--- Extrait fourni ---

Le marché du médicament a considérablement changé ces dix dernières années. Comme n’importe quelle marchandise, le médicament est entré dans la mondialisation. La libre circulation a apporté un certain nombre de dangers dont la perte de contrôle sur la qualité de certains produits aussi bien pour les matières premières que pour les produits finis. C’est ainsi qu’aujourd’hui, on retrouve sur le marché des produits contrefaits et des médicaments de mauvaise qualité (médicaments périmés, mal conservés, non homologués…). La contrefaçon s’applique autant aux médicaments de marque qu’aux médicaments génériques. L’OMS décrit les produits contrefaits comme étant des produits contenant soit le bon principe actif mais en très faible quantité soit un mauvais principe actif, soit aucun principe actif ou encore des produits présentés dans un conditionnement contrefait.

Les médicaments contrefaits sont vendus partout dans le monde (on l’estime à 10% du marché mondial du médicament). Mais le problème est majeur dans les pays en voie de développement «où l’insuffisance du règlement pharmaceutique et souvent aussi la corruption ont ouvert les portes à ce marché préjudiciable et coûteux pour la santé publique», comme l’affirme S. Barbereau dans un article consacré à la contrefaçon des médicaments (1).

--- Documents fournis ---

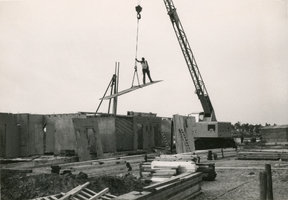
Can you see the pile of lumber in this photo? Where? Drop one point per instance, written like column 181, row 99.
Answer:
column 183, row 186
column 109, row 166
column 263, row 154
column 164, row 166
column 80, row 192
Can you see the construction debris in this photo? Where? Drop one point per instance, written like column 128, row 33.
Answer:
column 80, row 192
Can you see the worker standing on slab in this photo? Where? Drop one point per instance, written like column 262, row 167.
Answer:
column 145, row 69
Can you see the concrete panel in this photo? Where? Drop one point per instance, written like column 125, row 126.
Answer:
column 88, row 138
column 148, row 127
column 38, row 139
column 64, row 134
column 166, row 129
column 36, row 132
column 124, row 133
column 9, row 135
column 49, row 138
column 183, row 131
column 23, row 121
column 107, row 133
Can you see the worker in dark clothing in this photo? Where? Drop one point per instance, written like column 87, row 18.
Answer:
column 145, row 69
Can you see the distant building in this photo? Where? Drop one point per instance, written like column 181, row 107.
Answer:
column 273, row 134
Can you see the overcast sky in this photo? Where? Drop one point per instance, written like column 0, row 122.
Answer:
column 59, row 57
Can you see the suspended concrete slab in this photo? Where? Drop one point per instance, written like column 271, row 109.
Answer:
column 129, row 90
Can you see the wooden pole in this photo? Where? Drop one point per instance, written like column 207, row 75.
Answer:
column 172, row 139
column 263, row 185
column 269, row 182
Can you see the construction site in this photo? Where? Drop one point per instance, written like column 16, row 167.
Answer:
column 140, row 155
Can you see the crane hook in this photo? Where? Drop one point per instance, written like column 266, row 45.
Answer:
column 138, row 10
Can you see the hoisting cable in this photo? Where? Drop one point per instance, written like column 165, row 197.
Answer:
column 138, row 10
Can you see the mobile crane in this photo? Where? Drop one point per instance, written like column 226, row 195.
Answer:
column 208, row 133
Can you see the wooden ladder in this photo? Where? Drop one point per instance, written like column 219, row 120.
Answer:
column 80, row 193
column 165, row 140
column 182, row 133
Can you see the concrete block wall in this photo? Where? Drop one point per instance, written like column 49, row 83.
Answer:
column 9, row 136
column 60, row 132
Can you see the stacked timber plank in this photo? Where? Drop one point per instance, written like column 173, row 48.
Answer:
column 183, row 186
column 80, row 192
column 154, row 169
column 109, row 166
column 264, row 154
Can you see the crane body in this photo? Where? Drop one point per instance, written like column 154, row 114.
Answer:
column 208, row 133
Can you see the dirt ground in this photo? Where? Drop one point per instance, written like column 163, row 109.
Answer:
column 22, row 186
column 234, row 183
column 236, row 180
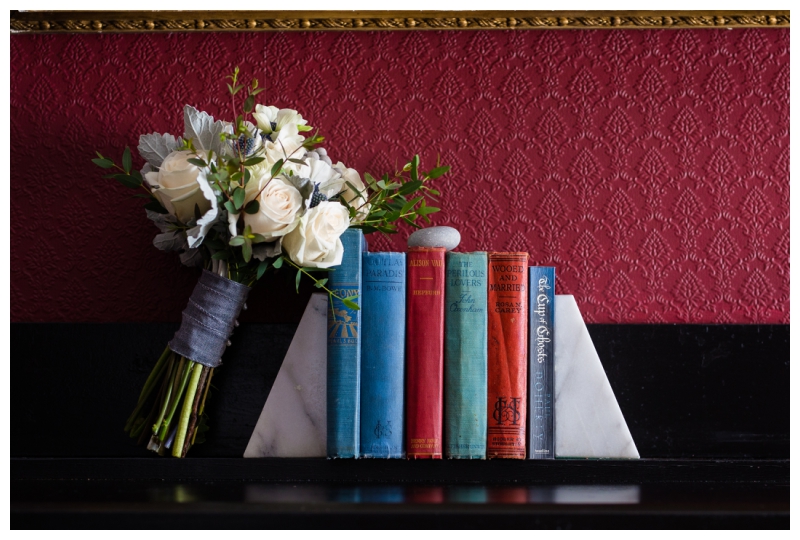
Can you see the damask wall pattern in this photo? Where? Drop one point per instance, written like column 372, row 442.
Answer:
column 651, row 167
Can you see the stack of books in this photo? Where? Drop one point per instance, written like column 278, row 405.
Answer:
column 450, row 355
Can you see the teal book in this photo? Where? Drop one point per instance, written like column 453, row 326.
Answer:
column 344, row 351
column 465, row 356
column 383, row 338
column 541, row 362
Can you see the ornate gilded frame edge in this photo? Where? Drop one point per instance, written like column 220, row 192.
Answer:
column 29, row 22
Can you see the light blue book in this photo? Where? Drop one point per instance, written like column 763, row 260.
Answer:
column 344, row 351
column 383, row 323
column 541, row 366
column 465, row 355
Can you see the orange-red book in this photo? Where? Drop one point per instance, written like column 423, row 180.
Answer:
column 507, row 301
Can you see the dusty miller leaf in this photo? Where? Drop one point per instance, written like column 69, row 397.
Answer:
column 170, row 241
column 203, row 130
column 162, row 221
column 192, row 258
column 155, row 147
column 266, row 250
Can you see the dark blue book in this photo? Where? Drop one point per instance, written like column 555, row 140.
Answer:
column 383, row 323
column 465, row 355
column 344, row 351
column 541, row 339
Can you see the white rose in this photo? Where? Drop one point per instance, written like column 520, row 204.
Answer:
column 315, row 241
column 355, row 198
column 176, row 185
column 278, row 210
column 284, row 144
column 271, row 119
column 321, row 173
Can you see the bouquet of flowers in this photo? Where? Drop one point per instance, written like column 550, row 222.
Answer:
column 237, row 199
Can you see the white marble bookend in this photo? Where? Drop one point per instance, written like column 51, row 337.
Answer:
column 589, row 422
column 292, row 423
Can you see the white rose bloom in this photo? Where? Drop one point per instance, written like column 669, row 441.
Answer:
column 279, row 207
column 176, row 185
column 315, row 241
column 270, row 118
column 288, row 143
column 356, row 199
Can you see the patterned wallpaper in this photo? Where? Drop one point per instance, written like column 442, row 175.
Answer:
column 650, row 167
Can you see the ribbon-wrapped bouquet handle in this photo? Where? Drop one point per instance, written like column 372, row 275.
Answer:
column 209, row 319
column 182, row 375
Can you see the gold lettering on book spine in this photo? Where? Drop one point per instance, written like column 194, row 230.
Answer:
column 243, row 21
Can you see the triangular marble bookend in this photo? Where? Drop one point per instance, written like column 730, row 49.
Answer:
column 293, row 421
column 589, row 423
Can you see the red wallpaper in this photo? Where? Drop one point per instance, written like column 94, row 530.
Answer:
column 650, row 167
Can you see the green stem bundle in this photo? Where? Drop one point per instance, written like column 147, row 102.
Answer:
column 182, row 385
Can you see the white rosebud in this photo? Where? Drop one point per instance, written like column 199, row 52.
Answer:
column 355, row 198
column 279, row 206
column 176, row 185
column 270, row 118
column 315, row 241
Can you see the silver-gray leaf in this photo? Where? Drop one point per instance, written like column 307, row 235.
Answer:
column 203, row 130
column 170, row 241
column 192, row 258
column 162, row 221
column 266, row 250
column 155, row 147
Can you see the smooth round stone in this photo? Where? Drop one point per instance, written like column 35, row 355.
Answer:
column 446, row 237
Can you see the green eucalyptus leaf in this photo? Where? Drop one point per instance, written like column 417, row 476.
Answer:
column 253, row 161
column 238, row 197
column 262, row 267
column 438, row 171
column 277, row 168
column 249, row 102
column 103, row 162
column 247, row 251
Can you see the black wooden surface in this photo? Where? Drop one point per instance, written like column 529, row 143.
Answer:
column 687, row 391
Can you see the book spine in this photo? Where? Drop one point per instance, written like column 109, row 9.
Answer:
column 507, row 301
column 541, row 337
column 465, row 355
column 425, row 353
column 383, row 323
column 344, row 351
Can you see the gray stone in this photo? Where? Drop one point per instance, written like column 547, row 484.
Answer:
column 446, row 237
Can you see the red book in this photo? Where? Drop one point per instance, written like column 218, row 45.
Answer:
column 507, row 301
column 425, row 352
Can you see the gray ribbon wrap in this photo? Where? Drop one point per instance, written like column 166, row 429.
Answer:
column 209, row 319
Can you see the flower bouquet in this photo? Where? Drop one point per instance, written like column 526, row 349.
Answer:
column 238, row 199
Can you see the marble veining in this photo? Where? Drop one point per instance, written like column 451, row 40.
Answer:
column 589, row 422
column 292, row 423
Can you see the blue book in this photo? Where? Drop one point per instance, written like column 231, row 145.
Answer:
column 541, row 366
column 344, row 351
column 383, row 316
column 465, row 355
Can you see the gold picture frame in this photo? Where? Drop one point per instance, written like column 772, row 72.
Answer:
column 29, row 22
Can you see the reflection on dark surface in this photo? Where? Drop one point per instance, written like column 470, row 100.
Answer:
column 677, row 494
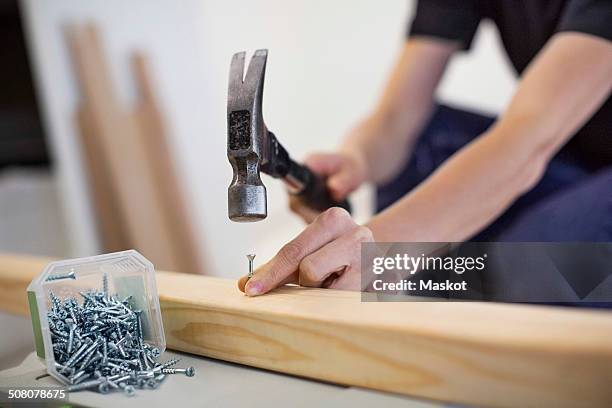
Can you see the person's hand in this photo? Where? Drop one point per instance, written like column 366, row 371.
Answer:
column 343, row 172
column 326, row 254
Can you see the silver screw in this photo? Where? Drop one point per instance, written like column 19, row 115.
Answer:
column 250, row 258
column 189, row 371
column 86, row 384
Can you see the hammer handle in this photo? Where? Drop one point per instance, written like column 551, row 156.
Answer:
column 314, row 192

---

● **Exercices à traiter**:
A – Récrivez le passage de l'extrait sur les médicaments contrefaits en commençant aux mots « Le marché du » et en vous arrêtant après « un conditionnement contrefait. », avec « globalisation » à la place de « mondialisation ».
B – D'après l'extrait sur les médicaments contrefaits, quelle part du marché mondial du médicament ces produits représenteraient-ils ?
C – Énumérez les cas que recouvre la définition des produits contrefaits donnée par l'OMS dans l'extrait sur les médicaments contrefaits.
Les lignes n'ont aucun rôle dans ce travail.

● **Réponses rédigées**:
A –
Le marché du médicament a considérablement changé ces dix dernières années. Comme n’importe quelle marchandise, le médicament est entré dans la globalisation. La libre circulation a apporté un certain nombre de dangers dont la perte de contrôle sur la qualité de certains produits aussi bien pour les matières premières que pour les produits finis. C’est ainsi qu’aujourd’hui, on retrouve sur le marché des produits contrefaits et des médicaments de mauvaise qualité (médicaments périmés, mal conservés, non homologués…). La contrefaçon s’applique autant aux médicaments de marque qu’aux médicaments génériques. L’OMS décrit les produits contrefaits comme étant des produits contenant soit le bon principe actif mais en très faible quantité soit un mauvais principe actif, soit aucun principe actif ou encore des produits présentés dans un conditionnement contrefait.

B – On l'estime à 10 % du marché mondial du médicament.

C –
- Des produits contenant le bon principe actif, mais en très faible quantité
- Des produits contenant un mauvais principe actif
- Des produits ne contenant aucun principe actif
- Des produits présentés dans un conditionnement contrefait